Entries shown:
--- Start ---

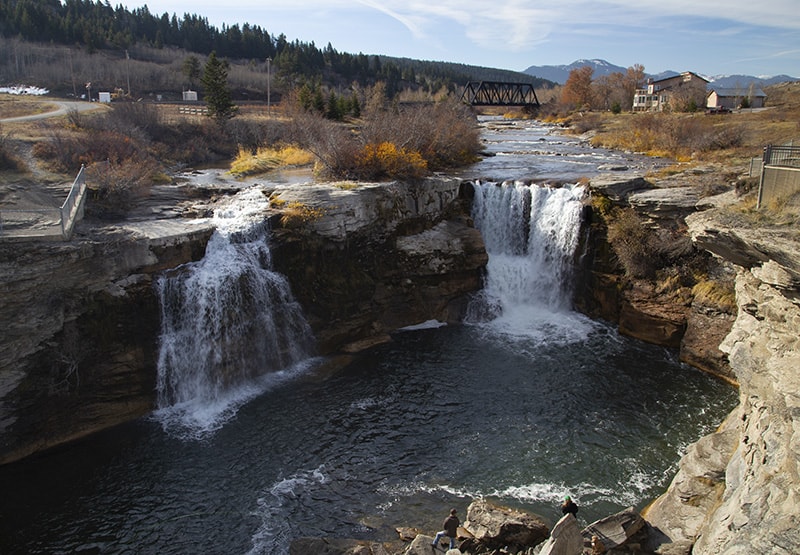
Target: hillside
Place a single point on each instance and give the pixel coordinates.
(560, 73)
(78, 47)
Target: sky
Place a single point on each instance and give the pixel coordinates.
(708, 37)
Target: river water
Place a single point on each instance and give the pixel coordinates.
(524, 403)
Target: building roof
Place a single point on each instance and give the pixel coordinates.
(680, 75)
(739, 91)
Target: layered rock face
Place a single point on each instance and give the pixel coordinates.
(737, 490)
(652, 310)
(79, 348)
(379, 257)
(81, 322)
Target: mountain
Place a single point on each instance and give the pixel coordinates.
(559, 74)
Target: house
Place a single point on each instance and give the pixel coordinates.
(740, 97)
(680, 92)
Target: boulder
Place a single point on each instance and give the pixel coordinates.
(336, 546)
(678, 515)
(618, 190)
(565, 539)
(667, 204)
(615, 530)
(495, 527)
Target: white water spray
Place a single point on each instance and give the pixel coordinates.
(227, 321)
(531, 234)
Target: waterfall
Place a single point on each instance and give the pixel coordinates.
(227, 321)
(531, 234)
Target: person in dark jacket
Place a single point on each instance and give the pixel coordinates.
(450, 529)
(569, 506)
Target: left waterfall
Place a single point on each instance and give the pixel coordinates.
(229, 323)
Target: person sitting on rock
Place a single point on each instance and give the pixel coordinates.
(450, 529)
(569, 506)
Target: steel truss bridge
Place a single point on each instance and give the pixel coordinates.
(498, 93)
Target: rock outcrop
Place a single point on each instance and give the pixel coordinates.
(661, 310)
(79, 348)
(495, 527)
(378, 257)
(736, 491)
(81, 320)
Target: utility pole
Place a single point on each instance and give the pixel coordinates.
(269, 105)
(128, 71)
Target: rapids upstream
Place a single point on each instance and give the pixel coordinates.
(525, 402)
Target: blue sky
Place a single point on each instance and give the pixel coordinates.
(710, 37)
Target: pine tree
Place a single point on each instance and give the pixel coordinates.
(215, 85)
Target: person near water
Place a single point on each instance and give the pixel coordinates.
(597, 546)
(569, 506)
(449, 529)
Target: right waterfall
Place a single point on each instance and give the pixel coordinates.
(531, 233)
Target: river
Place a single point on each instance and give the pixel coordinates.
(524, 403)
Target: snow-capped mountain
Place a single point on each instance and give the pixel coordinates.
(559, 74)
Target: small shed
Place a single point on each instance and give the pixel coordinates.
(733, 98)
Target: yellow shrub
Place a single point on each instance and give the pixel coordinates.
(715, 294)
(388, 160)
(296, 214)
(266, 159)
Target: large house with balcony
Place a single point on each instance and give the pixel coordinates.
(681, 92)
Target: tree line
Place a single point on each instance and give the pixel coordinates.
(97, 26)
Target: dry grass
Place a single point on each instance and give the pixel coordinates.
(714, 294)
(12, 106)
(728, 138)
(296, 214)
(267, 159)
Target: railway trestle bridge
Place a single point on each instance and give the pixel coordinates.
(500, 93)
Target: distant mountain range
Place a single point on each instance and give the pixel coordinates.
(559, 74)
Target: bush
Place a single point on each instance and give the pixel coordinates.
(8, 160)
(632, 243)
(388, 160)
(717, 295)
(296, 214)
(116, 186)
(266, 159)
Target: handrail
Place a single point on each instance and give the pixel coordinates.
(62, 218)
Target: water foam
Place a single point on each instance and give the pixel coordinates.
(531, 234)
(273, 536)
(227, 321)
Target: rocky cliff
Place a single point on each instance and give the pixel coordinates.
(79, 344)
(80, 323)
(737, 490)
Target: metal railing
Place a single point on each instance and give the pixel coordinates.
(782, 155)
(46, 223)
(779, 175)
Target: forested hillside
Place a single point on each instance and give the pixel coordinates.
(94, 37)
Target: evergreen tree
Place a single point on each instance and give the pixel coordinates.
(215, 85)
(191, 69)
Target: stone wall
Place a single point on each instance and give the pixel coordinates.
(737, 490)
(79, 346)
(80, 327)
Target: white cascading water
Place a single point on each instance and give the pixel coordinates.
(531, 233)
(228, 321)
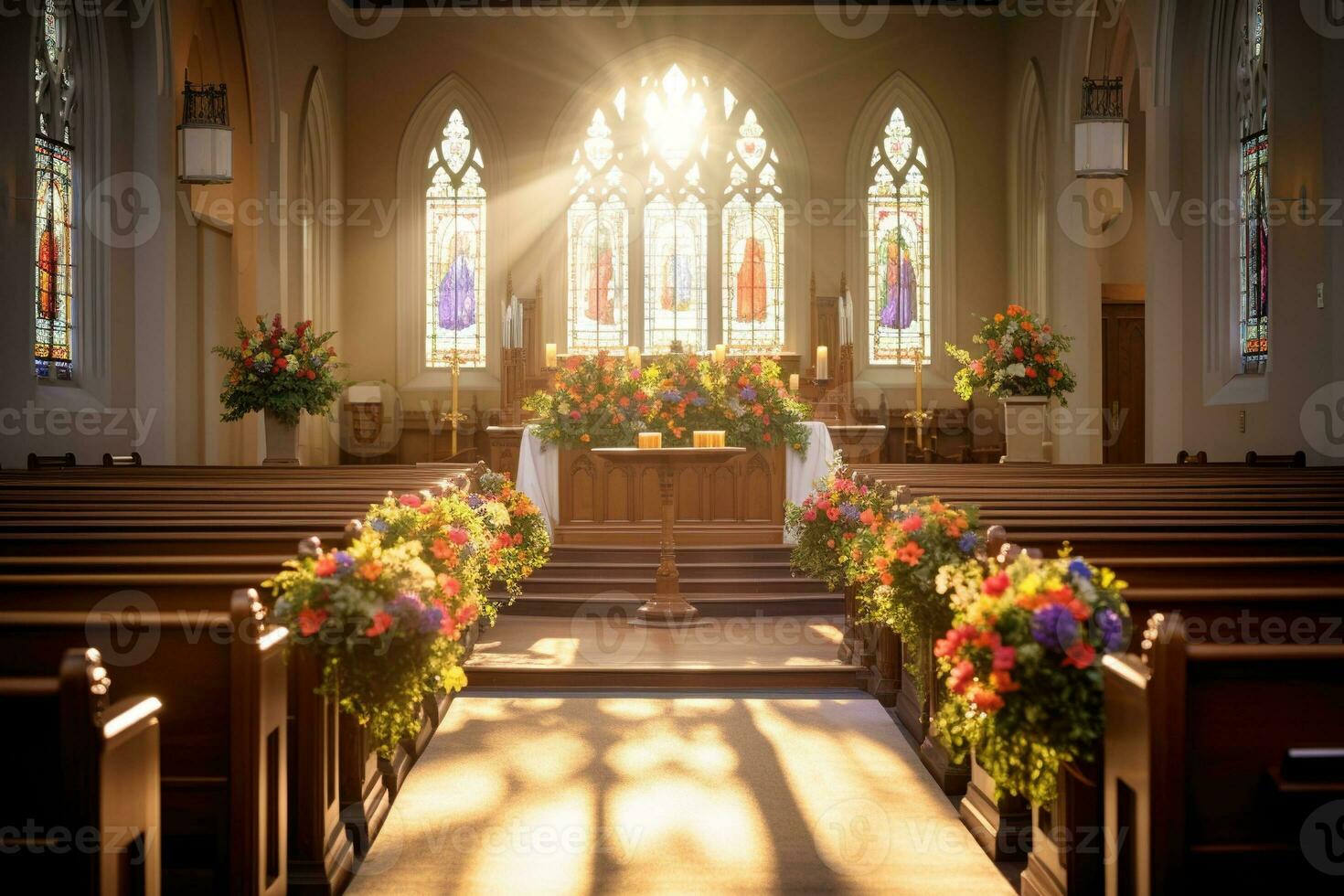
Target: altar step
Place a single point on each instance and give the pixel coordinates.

--- End ---

Problem requirements:
Update all the lines above so that every "a single point" reads "one point", with nothing else changed. Leave the pictures out of your answer.

Answer:
Target: hillside
Place one point on each instance and give the pixel coordinates.
(560, 73)
(78, 47)
Target: sky
Place one point on each instance and give the pixel coordinates.
(708, 37)
Target: river water
Place one point on each instance and give the pixel coordinates.
(524, 403)
Target: building roof
Place one point on each instance and give the pixel coordinates.
(680, 75)
(739, 91)
Target: layered rock face
Place one point on each instance and give the pixel coordinates.
(737, 490)
(652, 310)
(79, 348)
(379, 257)
(81, 322)
Target: mountain
Place one point on each instance and give the pixel coordinates.
(559, 74)
Target: house
Place one point on each instance and give the pixel coordinates.
(740, 97)
(680, 92)
Target: boulder
Place one point on each instance and give the pixel coordinates.
(336, 546)
(678, 515)
(618, 190)
(565, 539)
(667, 204)
(615, 530)
(495, 527)
Target: white water spray
Place one point on each instance and give the pixel coordinates.
(227, 321)
(531, 234)
Target: waterfall
Place one point on each instance and give the pixel coordinates.
(227, 321)
(531, 234)
Target: person in dark jacket
Place one point on each instance and give the pixel coordinates.
(450, 529)
(569, 506)
Target: left waterfall
Place one point on each instance and give the pixel coordinates.
(229, 323)
Target: person sitting on rock
Place one point on each instance and give the pixel coordinates.
(450, 529)
(569, 506)
Target: steel truss bridge
Place one point on each instance and give the pixel coordinates.
(498, 93)
Target: rock outcrop
Place one point on each instance and give the pixel coordinates.
(661, 310)
(79, 348)
(495, 527)
(378, 257)
(736, 491)
(81, 320)
Target: utility pole
Place one point on each instance and give the pixel coordinates.
(269, 105)
(128, 71)
Target: rapids upstream
Place one point on each instance and give the pixel coordinates.
(525, 402)
Target: blue sky
Place one point on each instance and give the pixel coordinates.
(710, 37)
Target: pine tree
Place one point on each instance and give the pixel coordinates.
(215, 85)
Target: person near water
Place one point on each instance and give the pixel coordinates.
(597, 546)
(569, 506)
(449, 529)
Target: right waterfall
Place one point on each instance and give the pixel coordinates.
(531, 233)
Target: river
Place one point on each instance and give the pixel coordinates.
(524, 403)
Target: snow-capped mountain
Place one point on each instance and give the pixel coordinates.
(559, 74)
Target: small shed
Place one point on each instance and give the pixel coordinates.
(733, 98)
Target: yellow shrub
Place one point on each instance and give the pixel coordinates.
(715, 294)
(388, 160)
(296, 214)
(266, 159)
Target: large house with balcony
Place one point on each instance and give the pixel coordinates.
(681, 92)
Target: tree line
Place one point on each instance and give the pixel coordinates.
(97, 26)
Target: dry grass
Place one point on each instance and give the pixel coordinates.
(714, 294)
(12, 106)
(728, 138)
(296, 214)
(267, 159)
Target: railway trestle bridge
Place one point on each instance and give the pixel coordinates.
(500, 93)
Target: distant mountain range
Place one point on each instance and give the pixel coordinates.
(559, 74)
Target: bush
Place one point on each instance and give the pixel coordinates.
(8, 160)
(632, 243)
(388, 160)
(717, 295)
(296, 214)
(116, 186)
(266, 159)
Target: handrail
Place one point on each instance and give the pixel coordinates.
(62, 218)
Target: water foam
Place one point on each instance and give the pixel coordinates.
(531, 234)
(273, 536)
(227, 321)
Target: rocky cliff
Place one point on each instance and give the pixel coordinates.
(79, 344)
(80, 323)
(737, 490)
Target: metal railing
Place one point on each instance and give the pixel coordinates.
(782, 155)
(46, 223)
(779, 175)
Target: forested hillside
Place one point on each instance and give the pixel coordinates.
(94, 37)
Target: evergreen tree
Place one point on each instance and give the pixel coordinates.
(215, 85)
(191, 69)
Target: stone wall
Place one point on each instance and give the pixel coordinates.
(737, 490)
(79, 346)
(80, 327)
Target: white cascading water
Place one point on each instance and give the pixel coordinates.
(531, 233)
(228, 321)
Target: altar step
Place one point on each instance and give the pixel coordinates.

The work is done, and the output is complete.